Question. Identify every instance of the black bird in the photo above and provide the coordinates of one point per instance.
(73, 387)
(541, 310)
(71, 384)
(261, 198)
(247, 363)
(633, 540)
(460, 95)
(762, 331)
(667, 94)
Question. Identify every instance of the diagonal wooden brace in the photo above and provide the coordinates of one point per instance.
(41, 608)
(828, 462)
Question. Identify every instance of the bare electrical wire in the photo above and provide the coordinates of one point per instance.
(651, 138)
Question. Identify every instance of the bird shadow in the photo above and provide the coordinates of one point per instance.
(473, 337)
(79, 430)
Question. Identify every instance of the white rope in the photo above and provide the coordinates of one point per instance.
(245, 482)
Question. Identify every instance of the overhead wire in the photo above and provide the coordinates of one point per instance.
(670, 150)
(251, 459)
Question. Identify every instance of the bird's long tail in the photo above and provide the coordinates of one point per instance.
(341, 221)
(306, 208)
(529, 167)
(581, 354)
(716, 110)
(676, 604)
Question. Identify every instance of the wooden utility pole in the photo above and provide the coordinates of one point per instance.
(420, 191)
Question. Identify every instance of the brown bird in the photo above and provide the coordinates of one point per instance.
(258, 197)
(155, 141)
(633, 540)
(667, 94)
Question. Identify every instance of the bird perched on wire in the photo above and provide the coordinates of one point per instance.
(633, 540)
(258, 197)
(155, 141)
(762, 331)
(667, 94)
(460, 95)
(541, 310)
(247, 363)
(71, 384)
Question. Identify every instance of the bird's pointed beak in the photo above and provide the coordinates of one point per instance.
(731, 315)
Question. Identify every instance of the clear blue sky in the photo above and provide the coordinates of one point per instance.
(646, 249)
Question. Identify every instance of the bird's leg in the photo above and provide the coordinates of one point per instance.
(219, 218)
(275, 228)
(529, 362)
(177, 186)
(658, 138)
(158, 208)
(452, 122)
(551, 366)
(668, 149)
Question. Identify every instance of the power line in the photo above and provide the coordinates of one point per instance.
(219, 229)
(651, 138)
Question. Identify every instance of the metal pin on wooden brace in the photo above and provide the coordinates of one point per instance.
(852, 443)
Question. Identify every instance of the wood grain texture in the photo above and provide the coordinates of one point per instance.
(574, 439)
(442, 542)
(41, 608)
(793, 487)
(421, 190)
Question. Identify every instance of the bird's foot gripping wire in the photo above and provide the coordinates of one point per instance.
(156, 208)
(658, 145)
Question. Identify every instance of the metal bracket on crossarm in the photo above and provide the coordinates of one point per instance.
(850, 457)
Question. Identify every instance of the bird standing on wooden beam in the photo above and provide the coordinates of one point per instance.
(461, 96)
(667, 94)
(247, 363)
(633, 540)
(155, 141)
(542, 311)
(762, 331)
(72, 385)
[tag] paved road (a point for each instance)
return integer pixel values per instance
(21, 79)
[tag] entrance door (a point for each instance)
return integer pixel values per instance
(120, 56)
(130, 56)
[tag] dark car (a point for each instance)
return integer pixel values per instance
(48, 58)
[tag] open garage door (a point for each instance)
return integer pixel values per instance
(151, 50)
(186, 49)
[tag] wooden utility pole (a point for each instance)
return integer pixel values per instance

****

### PROMPT
Give an exact repetition of all the material.

### SOLUTION FOR THIS EXERCISE
Question. Identify every instance of the black bird in the photo above and provide the coordinates of one point per instance.
(73, 387)
(541, 310)
(71, 384)
(261, 198)
(247, 363)
(633, 540)
(460, 95)
(762, 331)
(667, 94)
Question. Identify every instance of the diagonal wooden brace in the photo above and provide the coordinates of one point per instance.
(41, 608)
(828, 462)
Question. Identify every instance of the bare electrical wire in the photo above and provide the coordinates of one point per instance.
(651, 138)
Question. Identify every instance of the bird shadow in the photo above and provide the coordinates of one point per instance.
(473, 337)
(79, 430)
Question. Identify every instance of the white rope in the photo above and provide the coordinates of one point per instance.
(245, 482)
Question. Identify every instance of the overhead wire in the photo above and provide the coordinates of one point per instance.
(670, 150)
(251, 459)
Question. Identify every instance of the bird's long tail in the photo above and provide the coordinates of one point per instance.
(341, 221)
(306, 208)
(529, 167)
(581, 354)
(716, 110)
(676, 604)
Question. Identify every instance of the wooden utility pole in the photo above and provide the coordinates of one point per instance.
(420, 191)
Question. Identify every instance of the brown bird in the photo above and provide the coordinates of one point per instance.
(258, 197)
(155, 141)
(633, 540)
(667, 94)
Question. Identify every instance of the bird perched on wire in the photo above and provide the coordinates of one point per instance.
(633, 540)
(258, 197)
(155, 141)
(762, 331)
(667, 94)
(460, 95)
(541, 310)
(247, 363)
(71, 384)
Question. Identify every instance of the bird's pointed beak in the photo above and provide the coordinates of one point per instance.
(731, 315)
Question. Identify every instance of the clear blue sky in the photo above and provide the coordinates of one point per instance.
(646, 249)
Question. Identify every instance of the bird's leg in the photo above and provide the coordinates of one point per instance.
(219, 218)
(275, 228)
(529, 362)
(177, 186)
(658, 138)
(158, 208)
(452, 122)
(551, 366)
(668, 149)
Question. Identify every instance of the power line in the photo above and provide the coordinates of one point per instance.
(219, 229)
(651, 138)
Question. Identify every instance of the metal pin on wooden brace in the photo above and provide the coordinates of one point per instance.
(852, 443)
Question. Identify every instance of the wood grain texture in the photo above and provide the coordinates of one point per instance.
(574, 439)
(442, 542)
(41, 608)
(793, 487)
(421, 190)
Question. Identify every instance of the bird's foot gripping wire in the photo above and provide the coordinates of one point per instance.
(156, 208)
(658, 145)
Question. Identify every instance of the metal bracket on crossarm in the photo above and provide the coordinates of one point per instance.
(850, 457)
Question. Identify every instance of the bird standing on wooden beam in the photo above and provide the coordinates of one point per instance.
(461, 96)
(667, 94)
(247, 363)
(633, 540)
(155, 141)
(542, 311)
(762, 331)
(72, 385)
[tag] paved road (a point for each instance)
return integer pixel values per instance
(21, 79)
[tag] entrance door (a point for each instance)
return integer pixel values per instance
(120, 56)
(130, 56)
[tag] dark car (a point for each instance)
return integer pixel values per instance
(48, 58)
[tag] open garage door (a point for each instance)
return integer pixel values per instance
(151, 50)
(186, 49)
[tag] wooden utility pole (a point for each instance)
return integer pixel values per instance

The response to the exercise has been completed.